--- START OF Quoted text ---
“Done with multiculturalism?”: Putting Canadian Attitudes towards Immigration to the Test

Posted on May 26, 2009 by Peter Schneck, University Osnabrück

Translation: Suzanne S. Zuber

From a European perspective, and particularly the German one, Canada has always appeared to be the ‘better’ and somehow ‘more legitimate’ version of America. Even though Canada is also a rather large country, it seems (and not only to us Germans) less threatening, less formidable, and also less violent than the USA-the quintessential country of immigration-which also makes Canada appear more ‘relaxed’ and fundamentally more tolerant. Canada is thus generally perceived as a nation where different ethnicities and ideologies can live side-by-side without problems, in other words, peaceably and productively.

Moreover, Canada does not lay claim to something like the ‘Canadian Dream’ of the fabulous ascent from dishwasher to millionaire and hardly anyone would associate Canada with expansive ‘American hegemony,’ worldwide ‘nation building,’ or aggressive globalization. Canadian flags are hardly being burned in front of TV cameras; to the contrary, they mostly serve backpackers around the world as a form of symbolic protection in risky regions of political and ethnic strife.

Canada, it seems, is the exemplary country of fundamental ethnic and cultural tolerance, a culture of cultures. This is reflected particularly in the resilience of Canada’s own cultural identity when it is faced with that which is culturally different, and in its healthy immunity against a fear of foreign infiltration. While German politicians emphatically speak of the German Leitkultur (‘guiding culture’) and like to cite criminal statistics in order to emphasize the protective function of immigration laws and deportation policies, most Canadians have long defined their own identity through concepts such as cultural pluralism, ethnic diversity, and the dynamic of intercultural change.
--- END OF Quoted text ---
• _Problem set_:
**1)** According to the essay on Canadian attitudes toward immigration, what do Canadian flags mostly serve as for backpackers around the world?
**2)** Please resume the essay on Canadian attitudes toward immigration right after its final sentence, writing one or two more paragraphs in the same voice.
--- START OF Material ---
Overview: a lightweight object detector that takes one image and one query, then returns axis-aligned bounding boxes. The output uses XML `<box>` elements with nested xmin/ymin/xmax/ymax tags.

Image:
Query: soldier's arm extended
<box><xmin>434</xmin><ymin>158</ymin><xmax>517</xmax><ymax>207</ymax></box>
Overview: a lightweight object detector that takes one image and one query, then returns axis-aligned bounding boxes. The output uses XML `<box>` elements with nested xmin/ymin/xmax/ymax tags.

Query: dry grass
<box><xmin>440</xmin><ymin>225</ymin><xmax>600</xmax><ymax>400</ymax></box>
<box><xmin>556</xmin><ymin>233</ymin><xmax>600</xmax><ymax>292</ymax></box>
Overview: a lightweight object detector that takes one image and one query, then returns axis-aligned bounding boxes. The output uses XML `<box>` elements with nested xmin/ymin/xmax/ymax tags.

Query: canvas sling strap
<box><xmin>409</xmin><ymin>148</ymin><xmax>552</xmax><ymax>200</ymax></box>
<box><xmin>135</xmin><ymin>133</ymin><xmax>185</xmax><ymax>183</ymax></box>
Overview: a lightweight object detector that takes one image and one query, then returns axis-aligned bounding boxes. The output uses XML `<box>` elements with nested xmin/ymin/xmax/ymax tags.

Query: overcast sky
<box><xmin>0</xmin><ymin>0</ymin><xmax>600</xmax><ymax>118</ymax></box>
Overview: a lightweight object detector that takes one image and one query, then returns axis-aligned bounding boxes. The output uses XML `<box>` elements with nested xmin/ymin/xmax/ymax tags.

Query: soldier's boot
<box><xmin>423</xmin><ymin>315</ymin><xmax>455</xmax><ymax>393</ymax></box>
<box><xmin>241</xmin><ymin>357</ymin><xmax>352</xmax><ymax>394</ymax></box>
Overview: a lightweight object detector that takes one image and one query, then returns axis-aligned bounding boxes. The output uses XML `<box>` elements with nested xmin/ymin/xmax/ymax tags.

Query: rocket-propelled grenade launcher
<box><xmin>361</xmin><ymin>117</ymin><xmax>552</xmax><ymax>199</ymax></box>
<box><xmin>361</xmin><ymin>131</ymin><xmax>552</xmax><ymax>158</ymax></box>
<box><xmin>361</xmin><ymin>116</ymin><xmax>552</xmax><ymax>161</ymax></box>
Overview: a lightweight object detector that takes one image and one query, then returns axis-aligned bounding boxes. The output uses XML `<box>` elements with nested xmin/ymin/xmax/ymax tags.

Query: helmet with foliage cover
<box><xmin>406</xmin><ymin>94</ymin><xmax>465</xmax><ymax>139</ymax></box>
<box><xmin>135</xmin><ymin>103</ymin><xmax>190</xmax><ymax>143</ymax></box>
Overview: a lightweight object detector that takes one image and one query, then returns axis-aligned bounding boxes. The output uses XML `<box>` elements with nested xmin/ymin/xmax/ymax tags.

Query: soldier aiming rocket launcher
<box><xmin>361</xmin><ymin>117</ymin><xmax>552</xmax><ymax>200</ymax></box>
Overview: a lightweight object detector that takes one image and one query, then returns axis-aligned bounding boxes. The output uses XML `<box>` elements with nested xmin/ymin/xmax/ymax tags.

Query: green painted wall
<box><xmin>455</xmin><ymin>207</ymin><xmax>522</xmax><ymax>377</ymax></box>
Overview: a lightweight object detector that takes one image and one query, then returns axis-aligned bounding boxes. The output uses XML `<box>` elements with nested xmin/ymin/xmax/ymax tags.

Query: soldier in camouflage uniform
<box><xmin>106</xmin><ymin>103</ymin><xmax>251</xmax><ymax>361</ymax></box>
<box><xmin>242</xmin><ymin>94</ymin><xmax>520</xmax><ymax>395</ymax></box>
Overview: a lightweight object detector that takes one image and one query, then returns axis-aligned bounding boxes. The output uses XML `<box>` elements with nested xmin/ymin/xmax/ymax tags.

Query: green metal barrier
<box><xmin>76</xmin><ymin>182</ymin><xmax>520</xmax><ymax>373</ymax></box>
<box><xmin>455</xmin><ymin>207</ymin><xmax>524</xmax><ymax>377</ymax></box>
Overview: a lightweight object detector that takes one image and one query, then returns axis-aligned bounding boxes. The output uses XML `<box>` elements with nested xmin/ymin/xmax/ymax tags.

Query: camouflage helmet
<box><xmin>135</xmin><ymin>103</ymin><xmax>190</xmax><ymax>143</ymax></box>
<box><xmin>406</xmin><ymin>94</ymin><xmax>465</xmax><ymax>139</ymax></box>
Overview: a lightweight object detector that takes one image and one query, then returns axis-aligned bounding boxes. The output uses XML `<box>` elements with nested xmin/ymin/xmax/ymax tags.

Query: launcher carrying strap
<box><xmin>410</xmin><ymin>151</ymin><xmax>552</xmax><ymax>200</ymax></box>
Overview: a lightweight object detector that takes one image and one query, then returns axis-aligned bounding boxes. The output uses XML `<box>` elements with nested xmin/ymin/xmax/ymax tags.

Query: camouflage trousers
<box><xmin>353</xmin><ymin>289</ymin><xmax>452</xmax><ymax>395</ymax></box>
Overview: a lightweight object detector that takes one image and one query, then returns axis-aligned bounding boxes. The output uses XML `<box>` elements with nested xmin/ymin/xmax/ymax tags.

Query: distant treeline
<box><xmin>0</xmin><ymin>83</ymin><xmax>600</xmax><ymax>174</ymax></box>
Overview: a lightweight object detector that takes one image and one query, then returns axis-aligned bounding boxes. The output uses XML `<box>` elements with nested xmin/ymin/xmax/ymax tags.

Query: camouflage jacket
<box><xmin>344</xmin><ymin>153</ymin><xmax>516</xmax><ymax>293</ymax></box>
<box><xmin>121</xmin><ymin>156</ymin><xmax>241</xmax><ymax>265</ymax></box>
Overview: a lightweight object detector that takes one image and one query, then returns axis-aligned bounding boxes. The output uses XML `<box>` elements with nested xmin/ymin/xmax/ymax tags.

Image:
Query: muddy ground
--- END OF Material ---
• _Outputs by task_:
**1)** A form of symbolic protection in risky regions of political and ethnic strife.

**2)**
At least since the 1970s, the idea of a multicultural Canadian identity has become an integral part of Canadians’ self-image-its universal acceptance ultimately became the basis for the Canadian Multiculturalism Act of 1988, which made Canada the world’s first nation to explicitly use multiculturalism as a foundation for ethnic as well as ethical consensus in its society and in its culture.

But by the mid nineties, menacing rifts began to appear in the carefully tended façade of Canada as the multiculturally tolerant and open-minded land of immigration. Of course, Canada’s multicultural (self-) image was already coming to be at the center of critical self-scrutiny and political conflicts on the domestic front in the 1970s, triggered in particular by its political instrumentalization. While Canadian nationalists of various ilk were agitating against the ‘prescribed tolerance’ while at the same time attempting to implement their own visions of autonomous culture and politics with what were sometimes radical means, many representatives of ethnic and cultural minorities criticized the official politics of multiculturalism as being pure eyewash. For, although the state was eager to celebrate the diversity and verve of Canadian culture with generously endowed programs that demonstrated the country’s cultural equality and tolerance, the reality of socially and economically disadvantaged minorities had hardly changed.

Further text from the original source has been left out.